◆ **About this exercise**
All lines with the word "target" must be pulled from the entries below.

◆ **Given records**
━━━━━━

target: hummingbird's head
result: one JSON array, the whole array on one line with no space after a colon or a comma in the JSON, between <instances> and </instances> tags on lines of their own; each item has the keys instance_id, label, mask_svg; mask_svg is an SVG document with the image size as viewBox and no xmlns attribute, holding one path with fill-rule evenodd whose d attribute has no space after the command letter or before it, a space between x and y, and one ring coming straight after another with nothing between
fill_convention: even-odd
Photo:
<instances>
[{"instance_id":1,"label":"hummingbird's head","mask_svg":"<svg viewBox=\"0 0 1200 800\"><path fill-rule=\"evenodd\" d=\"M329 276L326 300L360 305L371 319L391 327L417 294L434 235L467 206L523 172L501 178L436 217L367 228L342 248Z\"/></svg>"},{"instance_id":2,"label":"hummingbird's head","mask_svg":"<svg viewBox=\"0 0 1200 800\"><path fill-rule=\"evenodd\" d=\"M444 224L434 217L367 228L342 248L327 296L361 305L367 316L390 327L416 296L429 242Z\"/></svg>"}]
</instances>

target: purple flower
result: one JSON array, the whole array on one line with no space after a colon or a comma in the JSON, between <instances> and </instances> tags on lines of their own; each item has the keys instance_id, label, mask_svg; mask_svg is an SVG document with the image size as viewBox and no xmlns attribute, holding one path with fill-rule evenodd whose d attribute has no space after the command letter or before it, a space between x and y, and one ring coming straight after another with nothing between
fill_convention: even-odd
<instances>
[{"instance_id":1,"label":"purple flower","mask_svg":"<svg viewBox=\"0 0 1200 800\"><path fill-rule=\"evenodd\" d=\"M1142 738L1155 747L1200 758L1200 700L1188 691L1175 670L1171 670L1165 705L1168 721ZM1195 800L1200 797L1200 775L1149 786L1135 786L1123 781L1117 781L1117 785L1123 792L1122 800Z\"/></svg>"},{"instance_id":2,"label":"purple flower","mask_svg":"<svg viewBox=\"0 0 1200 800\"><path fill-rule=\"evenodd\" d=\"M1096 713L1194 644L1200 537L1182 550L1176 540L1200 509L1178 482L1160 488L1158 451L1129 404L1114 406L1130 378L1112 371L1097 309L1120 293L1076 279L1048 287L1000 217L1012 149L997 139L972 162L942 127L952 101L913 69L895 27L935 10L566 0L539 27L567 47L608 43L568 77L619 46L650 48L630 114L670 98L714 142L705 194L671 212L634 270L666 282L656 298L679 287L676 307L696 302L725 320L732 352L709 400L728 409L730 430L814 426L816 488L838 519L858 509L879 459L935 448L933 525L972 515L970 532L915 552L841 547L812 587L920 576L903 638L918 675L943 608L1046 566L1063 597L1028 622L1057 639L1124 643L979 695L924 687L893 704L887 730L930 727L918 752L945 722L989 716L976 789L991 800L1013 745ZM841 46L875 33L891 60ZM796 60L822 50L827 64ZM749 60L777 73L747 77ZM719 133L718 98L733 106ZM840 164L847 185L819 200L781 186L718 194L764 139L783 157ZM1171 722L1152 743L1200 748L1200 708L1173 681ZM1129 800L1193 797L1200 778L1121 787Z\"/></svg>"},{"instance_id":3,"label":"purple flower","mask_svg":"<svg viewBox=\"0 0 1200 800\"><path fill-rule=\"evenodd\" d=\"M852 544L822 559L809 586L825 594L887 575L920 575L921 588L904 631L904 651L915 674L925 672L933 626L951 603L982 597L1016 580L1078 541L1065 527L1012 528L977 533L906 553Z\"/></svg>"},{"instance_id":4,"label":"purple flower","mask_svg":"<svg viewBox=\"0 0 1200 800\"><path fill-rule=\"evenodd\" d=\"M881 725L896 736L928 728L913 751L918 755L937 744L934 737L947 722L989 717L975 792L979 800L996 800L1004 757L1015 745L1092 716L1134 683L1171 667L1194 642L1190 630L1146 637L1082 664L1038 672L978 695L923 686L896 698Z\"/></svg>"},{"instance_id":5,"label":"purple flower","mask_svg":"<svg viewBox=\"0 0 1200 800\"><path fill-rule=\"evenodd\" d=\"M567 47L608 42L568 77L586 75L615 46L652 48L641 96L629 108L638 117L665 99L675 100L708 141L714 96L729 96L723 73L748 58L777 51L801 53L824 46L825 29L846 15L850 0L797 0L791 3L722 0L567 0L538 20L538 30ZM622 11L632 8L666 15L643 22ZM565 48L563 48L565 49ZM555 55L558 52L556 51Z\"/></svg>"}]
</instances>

━━━━━━

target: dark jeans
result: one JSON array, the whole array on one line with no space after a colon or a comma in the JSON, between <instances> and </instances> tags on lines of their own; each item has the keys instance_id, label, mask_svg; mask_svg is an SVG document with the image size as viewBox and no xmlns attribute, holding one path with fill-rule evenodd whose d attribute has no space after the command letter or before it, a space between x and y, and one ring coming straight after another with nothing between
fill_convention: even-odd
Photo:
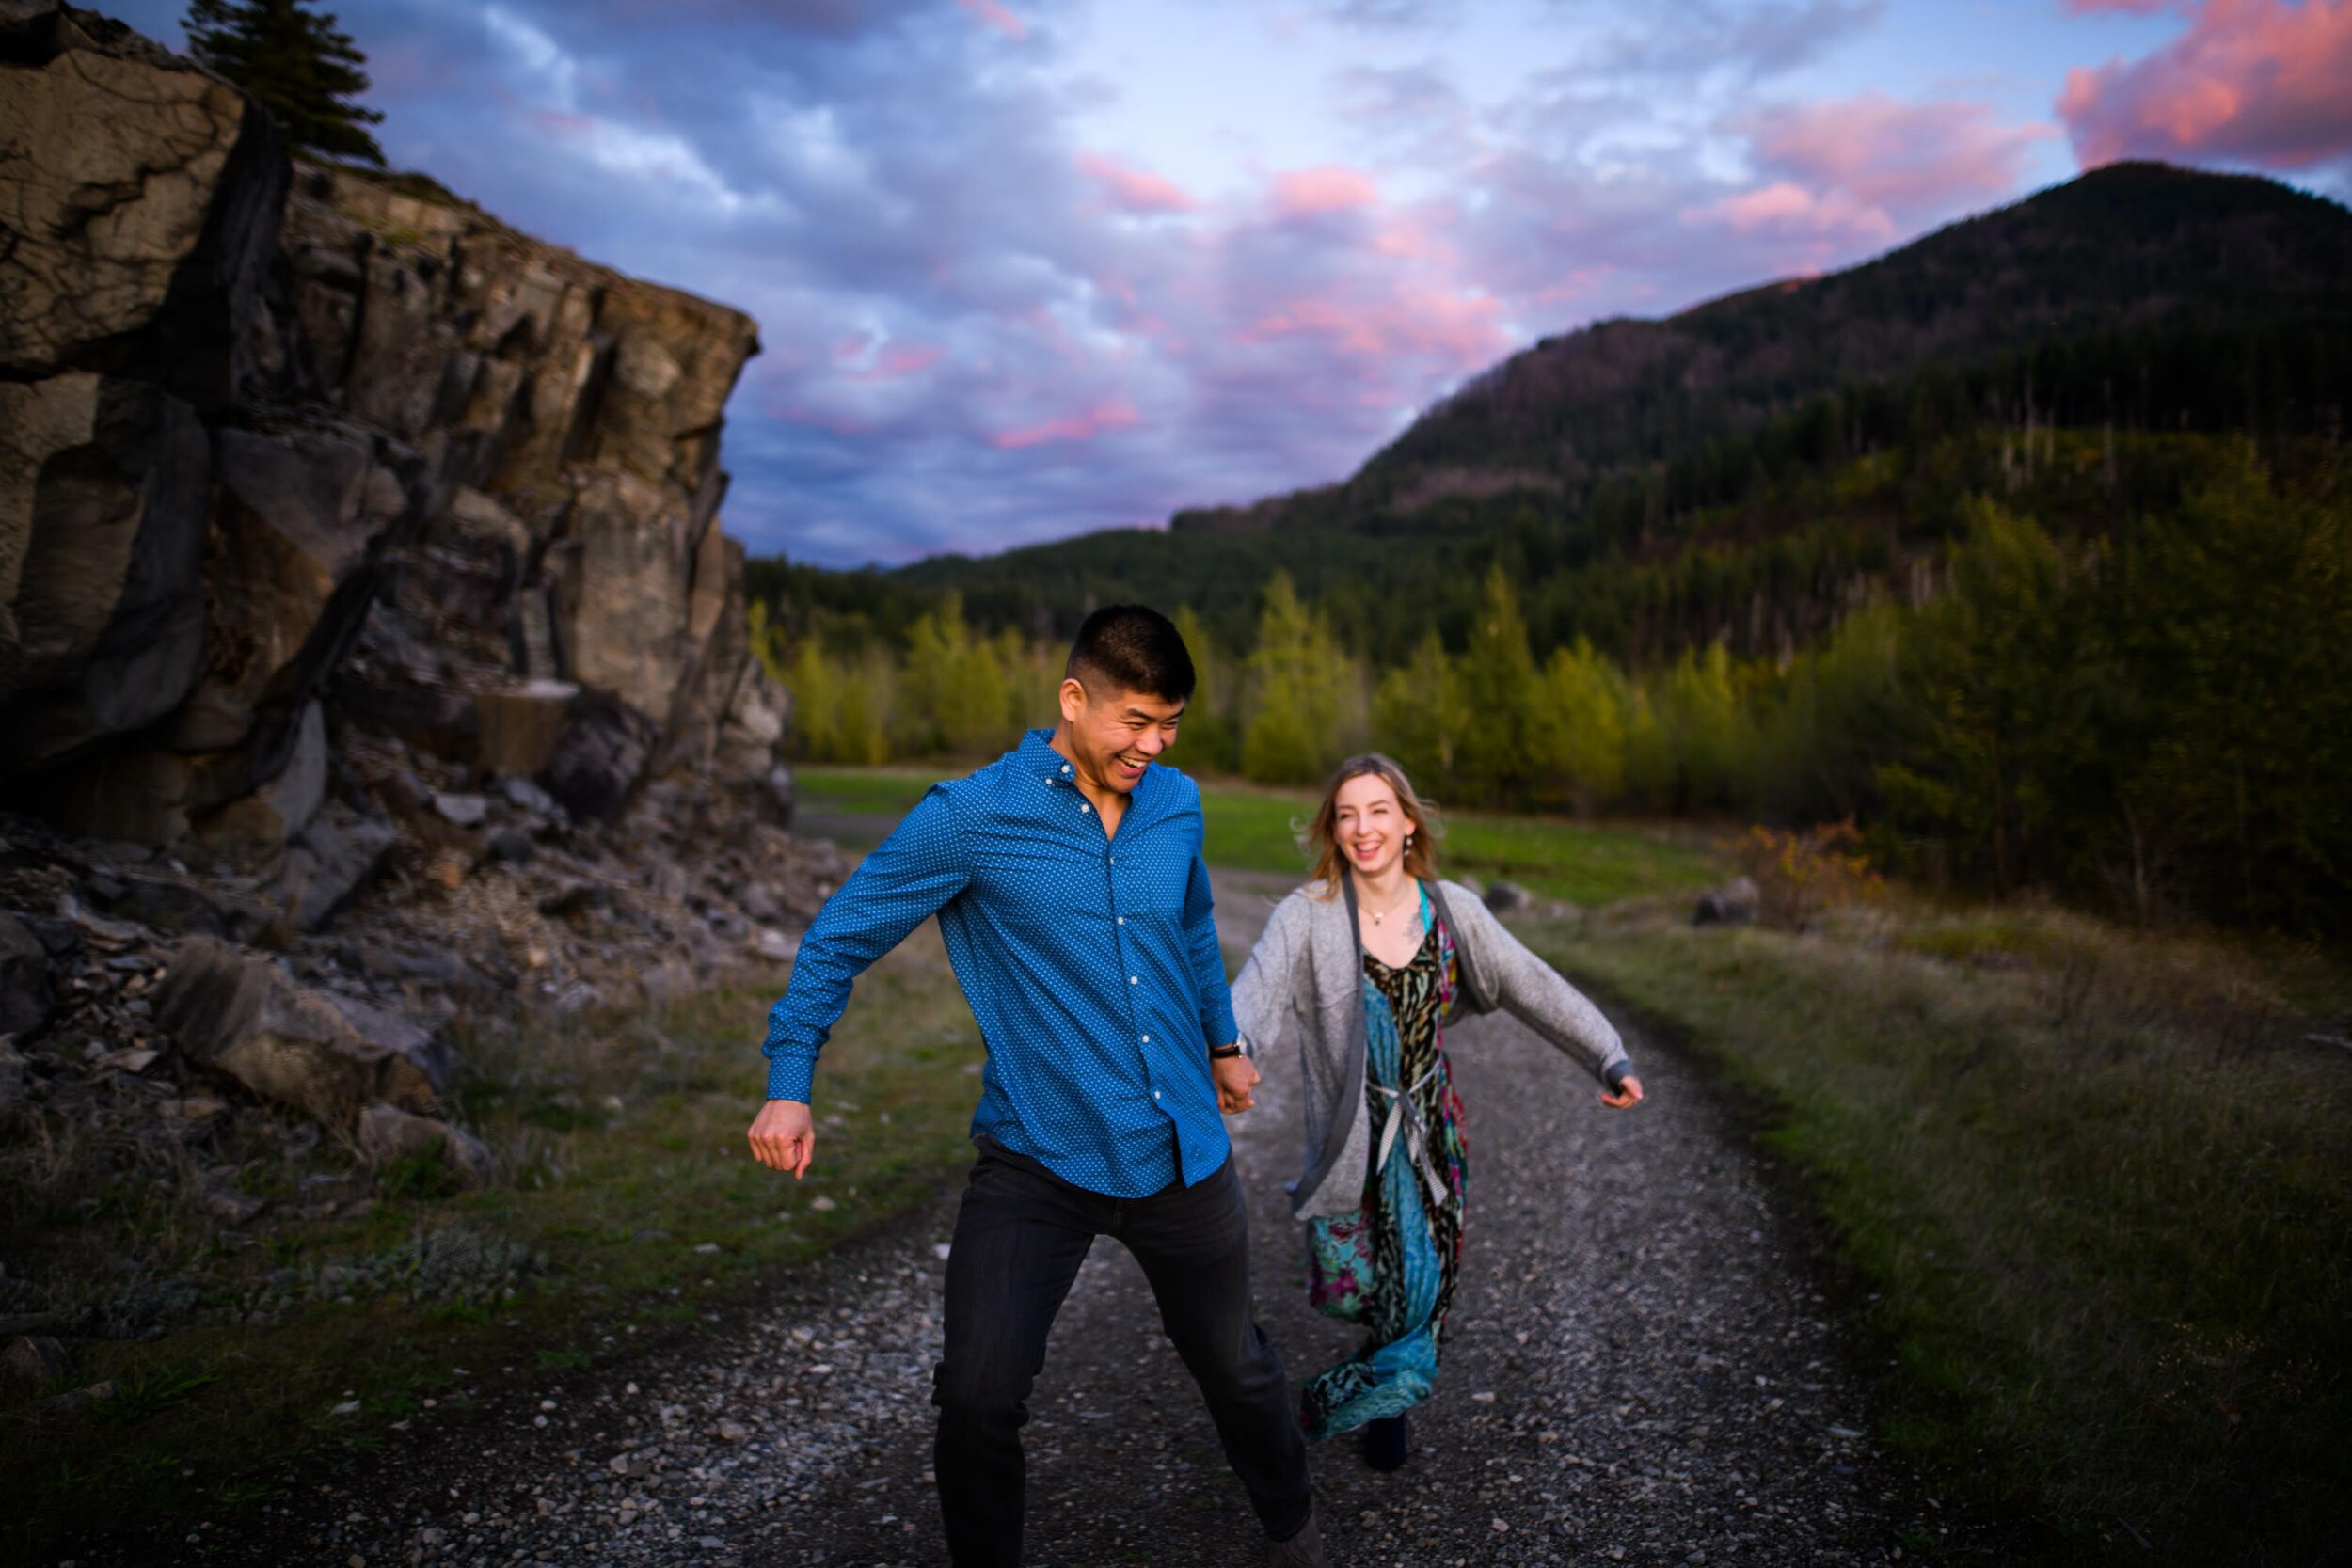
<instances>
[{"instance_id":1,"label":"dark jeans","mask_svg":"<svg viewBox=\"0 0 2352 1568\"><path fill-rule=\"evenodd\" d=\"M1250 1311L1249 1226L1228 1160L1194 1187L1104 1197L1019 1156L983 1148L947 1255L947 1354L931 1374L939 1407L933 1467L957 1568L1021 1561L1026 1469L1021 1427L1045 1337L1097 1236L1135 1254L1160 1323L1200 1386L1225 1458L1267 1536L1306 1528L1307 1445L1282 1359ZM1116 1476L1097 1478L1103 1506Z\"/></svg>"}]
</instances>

━━━━━━

◆ **Exercise response**
target: hummingbird's head
target: purple flower
target: dark jeans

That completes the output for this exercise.